Given exercise: Quote every one of the lines below verbatim, from the first to the last.

----

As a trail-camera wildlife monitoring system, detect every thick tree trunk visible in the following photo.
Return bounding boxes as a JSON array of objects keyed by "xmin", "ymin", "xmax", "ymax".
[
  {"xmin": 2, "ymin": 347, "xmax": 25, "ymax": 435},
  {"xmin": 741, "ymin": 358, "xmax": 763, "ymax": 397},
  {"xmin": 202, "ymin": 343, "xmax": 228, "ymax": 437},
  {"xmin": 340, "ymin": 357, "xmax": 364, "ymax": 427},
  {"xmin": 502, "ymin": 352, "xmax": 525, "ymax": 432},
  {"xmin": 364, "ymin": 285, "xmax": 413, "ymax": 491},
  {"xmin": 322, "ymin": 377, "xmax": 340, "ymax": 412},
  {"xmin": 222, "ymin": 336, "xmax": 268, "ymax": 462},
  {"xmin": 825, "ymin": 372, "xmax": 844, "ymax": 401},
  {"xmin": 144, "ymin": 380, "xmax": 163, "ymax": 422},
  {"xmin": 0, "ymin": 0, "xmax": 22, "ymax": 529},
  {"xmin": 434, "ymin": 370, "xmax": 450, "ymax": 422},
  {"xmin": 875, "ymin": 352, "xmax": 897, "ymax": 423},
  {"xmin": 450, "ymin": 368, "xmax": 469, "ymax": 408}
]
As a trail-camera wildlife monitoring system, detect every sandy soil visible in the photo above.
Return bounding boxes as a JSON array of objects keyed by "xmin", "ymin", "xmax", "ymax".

----

Worked solution:
As a trail-camera wildlife monitoring system, detect every thick tree trunk visible in the following photo.
Return bounding boxes as a JSON array of objects keyed by "xmin", "ymin", "xmax", "ymax".
[
  {"xmin": 2, "ymin": 347, "xmax": 25, "ymax": 435},
  {"xmin": 741, "ymin": 358, "xmax": 763, "ymax": 397},
  {"xmin": 202, "ymin": 343, "xmax": 228, "ymax": 437},
  {"xmin": 340, "ymin": 357, "xmax": 364, "ymax": 427},
  {"xmin": 502, "ymin": 352, "xmax": 525, "ymax": 432},
  {"xmin": 364, "ymin": 285, "xmax": 413, "ymax": 491},
  {"xmin": 322, "ymin": 377, "xmax": 340, "ymax": 412},
  {"xmin": 222, "ymin": 336, "xmax": 268, "ymax": 462},
  {"xmin": 825, "ymin": 372, "xmax": 844, "ymax": 401},
  {"xmin": 144, "ymin": 380, "xmax": 163, "ymax": 422},
  {"xmin": 0, "ymin": 0, "xmax": 22, "ymax": 529},
  {"xmin": 434, "ymin": 370, "xmax": 450, "ymax": 422},
  {"xmin": 875, "ymin": 352, "xmax": 897, "ymax": 423},
  {"xmin": 450, "ymin": 368, "xmax": 469, "ymax": 408}
]
As a trail-camera wildlife monitoring system, detect every sandy soil visible in the photo above.
Return bounding boxes as a JSON array of objects keyed by "xmin", "ymin", "xmax", "ymax".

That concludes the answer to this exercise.